# Data:
####

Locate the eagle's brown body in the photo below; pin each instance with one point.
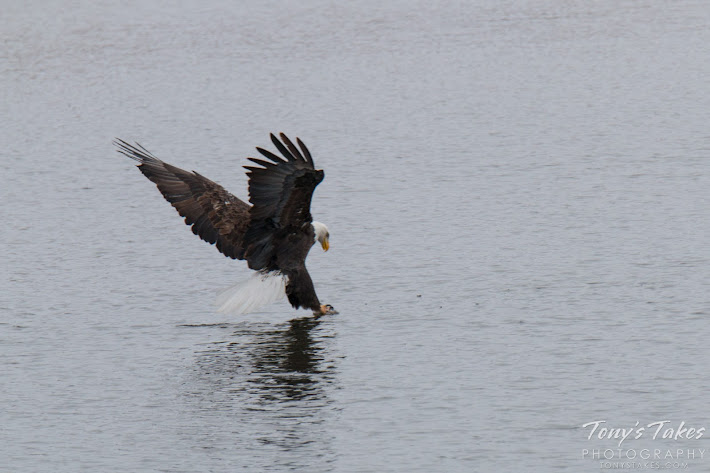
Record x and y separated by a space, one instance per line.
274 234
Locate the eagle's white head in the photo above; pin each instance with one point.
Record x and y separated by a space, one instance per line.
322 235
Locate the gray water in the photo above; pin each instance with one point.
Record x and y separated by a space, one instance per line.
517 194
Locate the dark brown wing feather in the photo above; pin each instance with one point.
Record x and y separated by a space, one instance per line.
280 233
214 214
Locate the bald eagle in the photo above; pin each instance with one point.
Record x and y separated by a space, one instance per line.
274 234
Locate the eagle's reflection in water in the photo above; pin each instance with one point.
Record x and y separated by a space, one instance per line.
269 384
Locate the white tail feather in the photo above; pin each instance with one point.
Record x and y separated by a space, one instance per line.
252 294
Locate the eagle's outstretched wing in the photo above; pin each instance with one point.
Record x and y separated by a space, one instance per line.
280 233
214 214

####

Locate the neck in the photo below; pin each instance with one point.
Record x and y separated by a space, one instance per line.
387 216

####

# Short task:
Identify each row above that contains the word "below", and copy every such row in full.

# Solved exercise:
Locate the eagle's brown body in the photo below; pin each instance with one point.
Locate the neck in the photo below; pin each instance with one point.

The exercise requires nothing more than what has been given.